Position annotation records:
----------

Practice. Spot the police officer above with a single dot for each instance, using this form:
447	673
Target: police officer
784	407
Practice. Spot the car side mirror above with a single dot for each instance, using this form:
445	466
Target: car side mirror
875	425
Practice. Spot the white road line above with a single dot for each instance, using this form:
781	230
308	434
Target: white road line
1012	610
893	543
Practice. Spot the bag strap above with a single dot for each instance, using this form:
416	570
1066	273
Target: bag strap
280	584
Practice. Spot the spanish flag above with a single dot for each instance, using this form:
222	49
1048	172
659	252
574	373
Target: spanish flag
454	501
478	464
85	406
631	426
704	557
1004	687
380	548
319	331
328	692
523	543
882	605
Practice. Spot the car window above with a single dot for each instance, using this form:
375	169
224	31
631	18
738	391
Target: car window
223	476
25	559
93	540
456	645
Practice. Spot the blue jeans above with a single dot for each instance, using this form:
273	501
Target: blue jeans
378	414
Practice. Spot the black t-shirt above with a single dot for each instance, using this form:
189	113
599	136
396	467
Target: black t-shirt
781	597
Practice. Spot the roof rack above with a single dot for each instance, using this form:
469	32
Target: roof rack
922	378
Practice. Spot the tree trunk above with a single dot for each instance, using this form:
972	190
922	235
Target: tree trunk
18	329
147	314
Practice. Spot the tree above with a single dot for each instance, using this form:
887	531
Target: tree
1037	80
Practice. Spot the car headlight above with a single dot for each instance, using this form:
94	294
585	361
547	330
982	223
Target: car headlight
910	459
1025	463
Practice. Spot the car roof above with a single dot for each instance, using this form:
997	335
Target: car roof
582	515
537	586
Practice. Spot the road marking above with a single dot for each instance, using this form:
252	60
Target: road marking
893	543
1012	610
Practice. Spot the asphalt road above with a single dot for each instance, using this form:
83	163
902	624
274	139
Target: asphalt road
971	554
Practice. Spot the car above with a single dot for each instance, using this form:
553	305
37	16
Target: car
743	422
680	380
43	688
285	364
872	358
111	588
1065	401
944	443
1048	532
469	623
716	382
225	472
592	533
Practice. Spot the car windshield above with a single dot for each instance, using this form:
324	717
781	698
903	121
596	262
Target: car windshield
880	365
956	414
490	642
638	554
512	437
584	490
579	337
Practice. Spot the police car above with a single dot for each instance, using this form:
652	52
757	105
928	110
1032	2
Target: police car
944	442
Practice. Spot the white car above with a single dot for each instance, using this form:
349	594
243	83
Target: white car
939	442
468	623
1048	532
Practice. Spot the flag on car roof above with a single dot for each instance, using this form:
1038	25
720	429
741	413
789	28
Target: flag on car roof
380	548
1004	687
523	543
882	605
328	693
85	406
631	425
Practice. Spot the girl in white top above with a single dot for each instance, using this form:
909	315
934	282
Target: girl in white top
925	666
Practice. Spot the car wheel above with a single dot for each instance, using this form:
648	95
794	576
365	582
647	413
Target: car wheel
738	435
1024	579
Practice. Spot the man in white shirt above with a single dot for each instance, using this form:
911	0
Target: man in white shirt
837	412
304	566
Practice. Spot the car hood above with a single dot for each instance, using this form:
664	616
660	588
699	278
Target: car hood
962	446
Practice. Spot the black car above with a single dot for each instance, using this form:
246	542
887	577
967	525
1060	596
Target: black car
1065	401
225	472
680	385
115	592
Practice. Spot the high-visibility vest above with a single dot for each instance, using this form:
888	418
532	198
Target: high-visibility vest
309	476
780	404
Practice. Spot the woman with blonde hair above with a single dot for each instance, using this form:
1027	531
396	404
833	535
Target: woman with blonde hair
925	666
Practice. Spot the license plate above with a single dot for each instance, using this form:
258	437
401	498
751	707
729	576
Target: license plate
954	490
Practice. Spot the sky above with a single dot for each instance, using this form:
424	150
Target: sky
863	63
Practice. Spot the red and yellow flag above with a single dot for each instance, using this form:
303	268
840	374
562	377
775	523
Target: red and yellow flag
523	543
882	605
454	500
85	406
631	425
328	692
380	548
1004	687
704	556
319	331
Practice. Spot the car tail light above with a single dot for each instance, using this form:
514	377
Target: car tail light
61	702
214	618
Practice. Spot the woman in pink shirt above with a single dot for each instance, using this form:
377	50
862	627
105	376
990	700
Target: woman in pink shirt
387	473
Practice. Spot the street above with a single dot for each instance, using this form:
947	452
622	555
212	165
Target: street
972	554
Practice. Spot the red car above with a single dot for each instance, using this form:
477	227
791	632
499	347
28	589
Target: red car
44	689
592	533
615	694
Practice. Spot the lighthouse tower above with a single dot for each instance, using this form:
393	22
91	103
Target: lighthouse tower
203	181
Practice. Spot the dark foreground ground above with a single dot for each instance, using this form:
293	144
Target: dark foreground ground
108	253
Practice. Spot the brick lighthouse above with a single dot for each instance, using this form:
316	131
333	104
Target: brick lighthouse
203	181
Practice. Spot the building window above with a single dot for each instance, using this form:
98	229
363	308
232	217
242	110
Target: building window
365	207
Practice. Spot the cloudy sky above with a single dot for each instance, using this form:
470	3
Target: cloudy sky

----------

Short task | Give the lines from the one containing "Practice. Spot the car tail" through the end of the entries again, exactly as written and with no other lines.

Output of the exercise |
Practice. Spot the car tail light above with a single dot for each instance, using this form:
514	377
Target: car tail light
61	702
214	618
Practice. Spot the woman in pink shirt above with a single dot for each instance, using this form:
377	50
862	627
105	376
990	700
Target: woman in pink shirt
387	473
Practice. Spot the street above with a single dot for each instance, using this form:
947	452
622	555
212	165
Target: street
972	554
Practice. Spot the red car above with a single dot for each instance, using this form:
477	227
791	632
499	347
28	589
Target: red car
44	689
592	533
615	694
Practice. Spot the lighthouse tower above with a single dot for each instance, using this form:
393	22
91	103
Target: lighthouse tower
203	181
Practice. Spot the dark foreground ground above with a single dot for each instance, using this form:
293	144
Target: dark foreground ground
108	253
Practice. Spot the brick lighthouse above with a single dot for each instance, using this form:
316	131
333	104
Target: brick lighthouse
203	181
Practice. Spot the building window above with a single dot for each instance, using this form:
98	229
363	308
232	217
242	110
Target: building window
365	207
Practice. Spot the cloudy sky above with a single dot for each instance, using this form:
470	3
Target: cloudy sky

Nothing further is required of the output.